Given request:
Repeat every record below exactly, omitting any pictures.

|---|

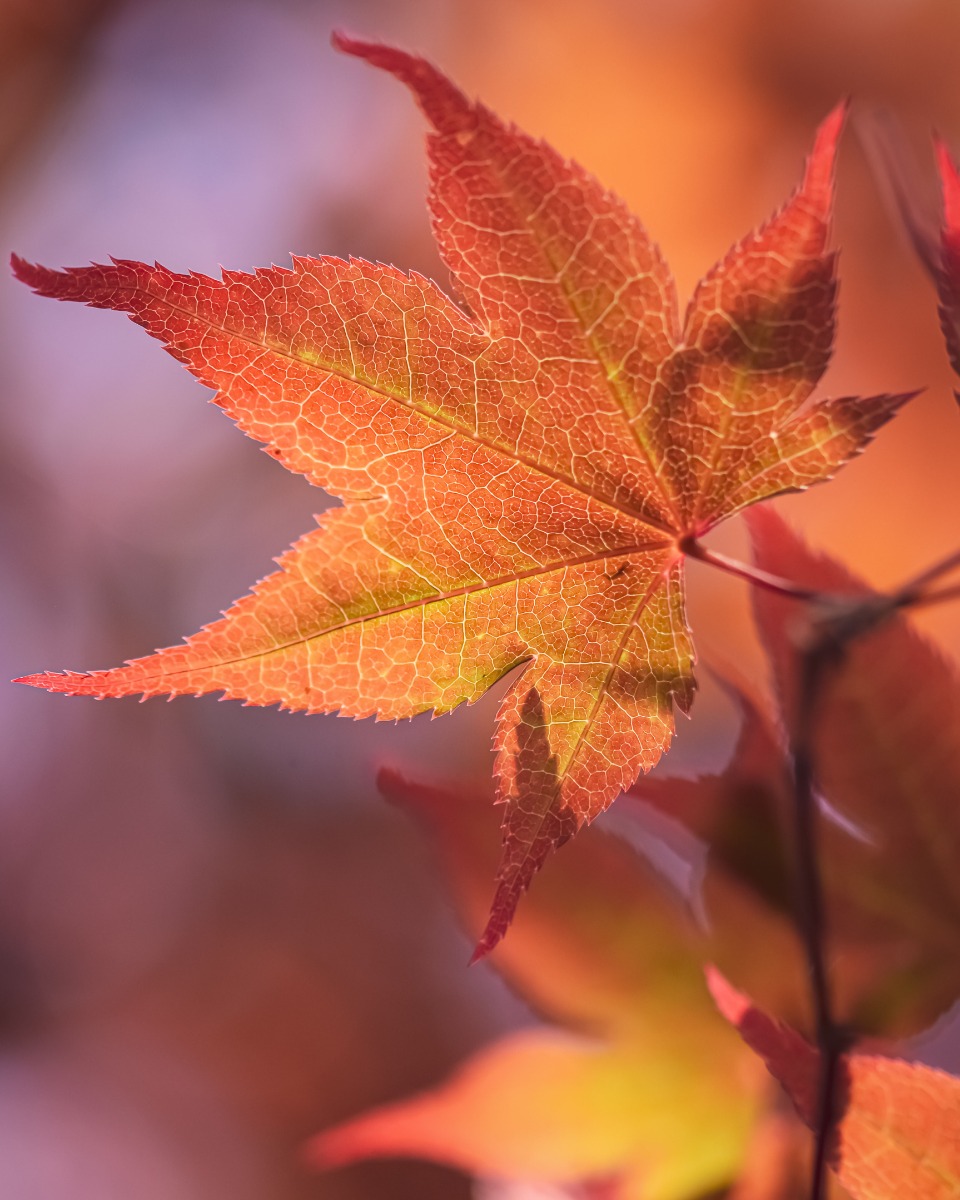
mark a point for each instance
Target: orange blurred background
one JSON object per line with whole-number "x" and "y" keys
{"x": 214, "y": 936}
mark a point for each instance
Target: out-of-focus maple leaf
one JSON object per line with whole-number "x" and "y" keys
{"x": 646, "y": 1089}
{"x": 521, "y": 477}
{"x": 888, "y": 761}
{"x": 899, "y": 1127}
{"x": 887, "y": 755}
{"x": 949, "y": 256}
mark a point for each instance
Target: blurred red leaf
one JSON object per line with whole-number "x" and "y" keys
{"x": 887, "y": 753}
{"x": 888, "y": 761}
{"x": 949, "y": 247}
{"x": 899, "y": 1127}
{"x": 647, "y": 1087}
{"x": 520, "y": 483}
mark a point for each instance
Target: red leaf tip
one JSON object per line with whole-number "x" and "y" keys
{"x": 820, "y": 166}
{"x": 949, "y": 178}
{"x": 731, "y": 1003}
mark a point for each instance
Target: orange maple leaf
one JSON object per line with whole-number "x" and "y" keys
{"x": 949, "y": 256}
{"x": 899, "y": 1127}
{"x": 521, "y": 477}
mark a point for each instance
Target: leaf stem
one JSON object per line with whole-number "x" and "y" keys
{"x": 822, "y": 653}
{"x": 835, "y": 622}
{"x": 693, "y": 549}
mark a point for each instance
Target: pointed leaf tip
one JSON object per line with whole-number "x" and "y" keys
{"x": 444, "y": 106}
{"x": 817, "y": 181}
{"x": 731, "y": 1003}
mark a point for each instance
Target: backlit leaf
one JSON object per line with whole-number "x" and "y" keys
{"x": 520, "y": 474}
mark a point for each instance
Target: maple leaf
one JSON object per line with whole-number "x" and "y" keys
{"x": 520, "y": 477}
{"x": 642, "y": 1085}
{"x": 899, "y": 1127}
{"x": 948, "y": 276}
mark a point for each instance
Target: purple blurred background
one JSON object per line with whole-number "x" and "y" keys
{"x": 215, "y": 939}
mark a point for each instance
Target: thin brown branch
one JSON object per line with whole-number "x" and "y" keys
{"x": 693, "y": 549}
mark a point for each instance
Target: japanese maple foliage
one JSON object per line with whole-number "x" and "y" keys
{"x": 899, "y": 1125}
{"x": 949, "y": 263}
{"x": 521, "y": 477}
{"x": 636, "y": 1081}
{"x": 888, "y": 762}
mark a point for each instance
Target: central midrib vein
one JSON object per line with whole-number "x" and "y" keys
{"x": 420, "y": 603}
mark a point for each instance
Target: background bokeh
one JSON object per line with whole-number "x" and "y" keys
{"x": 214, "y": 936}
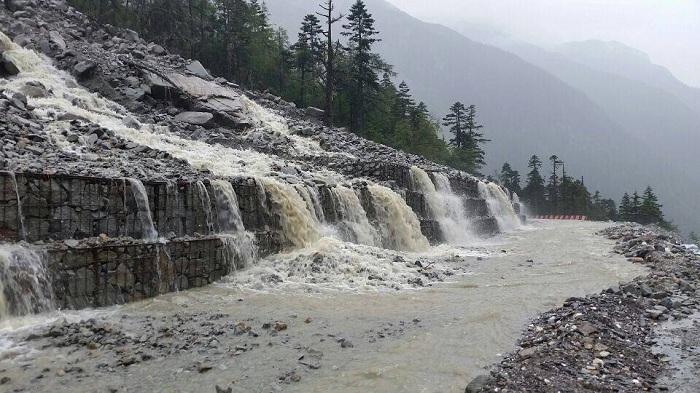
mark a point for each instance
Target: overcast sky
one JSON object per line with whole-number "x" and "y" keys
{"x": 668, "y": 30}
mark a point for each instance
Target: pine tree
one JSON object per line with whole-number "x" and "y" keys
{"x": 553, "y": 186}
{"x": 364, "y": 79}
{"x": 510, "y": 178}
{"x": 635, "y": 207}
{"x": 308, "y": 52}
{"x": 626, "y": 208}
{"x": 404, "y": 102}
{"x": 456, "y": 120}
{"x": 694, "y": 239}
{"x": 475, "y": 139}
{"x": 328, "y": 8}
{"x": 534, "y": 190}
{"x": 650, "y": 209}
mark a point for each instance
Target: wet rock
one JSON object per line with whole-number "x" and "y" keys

|---|

Exercise answer:
mark a point for each instance
Target: orange blurred background
one JSON object per line with whole-number "x" and "y" keys
{"x": 214, "y": 936}
mark a point for each instance
Target: out-of-focus maple leaf
one JSON object per line with whole-number "x" and "y" keys
{"x": 646, "y": 1089}
{"x": 521, "y": 477}
{"x": 888, "y": 761}
{"x": 899, "y": 1127}
{"x": 887, "y": 755}
{"x": 949, "y": 256}
mark a point for each instance
Target: blurred red leaf
one JSON object per line with whole-number "x" and "y" keys
{"x": 887, "y": 753}
{"x": 888, "y": 761}
{"x": 949, "y": 247}
{"x": 899, "y": 1127}
{"x": 647, "y": 1087}
{"x": 520, "y": 483}
mark a point for each instance
Target: red leaf tip
one JSON object per line with whole-number "x" and "y" keys
{"x": 820, "y": 166}
{"x": 949, "y": 178}
{"x": 731, "y": 1003}
mark a point for each instance
Target: orange maple leaf
one JSON object per line with whole-number "x" and "y" keys
{"x": 949, "y": 256}
{"x": 899, "y": 1127}
{"x": 521, "y": 477}
mark a point for each instance
Target: leaf stem
one JSON object per line with whole-number "x" and "y" keys
{"x": 822, "y": 653}
{"x": 835, "y": 622}
{"x": 693, "y": 549}
mark a point for each instance
Target: pointed leaf tip
one JSON object per line with whole-number "x" and "y" keys
{"x": 444, "y": 106}
{"x": 817, "y": 181}
{"x": 731, "y": 1003}
mark a point for each instance
Target: backlit leaf
one JSON object per line with whole-number "x" and "y" keys
{"x": 520, "y": 474}
mark a point for each instance
Target: maple leaf
one JSON object per line with whole-number "x" and "y" keys
{"x": 520, "y": 477}
{"x": 642, "y": 1085}
{"x": 899, "y": 1127}
{"x": 948, "y": 276}
mark a point for each instance
Target: purple blurred background
one JSON object per line with whole-number "x" and "y" keys
{"x": 215, "y": 939}
mark a point for each instance
Target: thin brown branch
one JSON object per line with whole-number "x" and "y" keys
{"x": 693, "y": 549}
mark a point for each instance
Target: japanese maple foliage
one JSON object per line with whole-number "x" and "y" keys
{"x": 899, "y": 1125}
{"x": 949, "y": 263}
{"x": 521, "y": 477}
{"x": 636, "y": 1081}
{"x": 888, "y": 762}
mark a point for each instance
Target: central midrib vein
one JSON object per line with whole-number "x" and "y" keys
{"x": 420, "y": 603}
mark a point for each instance
Target: background bokeh
one JSON object per line with whole-number "x" and "y" keys
{"x": 214, "y": 936}
mark a point for each instance
Target: overcast sky
one JSON object per line with whole-number "x" and "y" keys
{"x": 668, "y": 30}
mark a point for each instance
Target: pine tree
one JSON object per line with whole-number "x" and "y" keys
{"x": 553, "y": 186}
{"x": 364, "y": 79}
{"x": 510, "y": 178}
{"x": 635, "y": 207}
{"x": 308, "y": 52}
{"x": 626, "y": 208}
{"x": 404, "y": 102}
{"x": 456, "y": 120}
{"x": 694, "y": 239}
{"x": 475, "y": 139}
{"x": 328, "y": 8}
{"x": 534, "y": 190}
{"x": 650, "y": 209}
mark a point for each instance
Target: wet rock
one JSON object per line with whole-number "x" and "y" keys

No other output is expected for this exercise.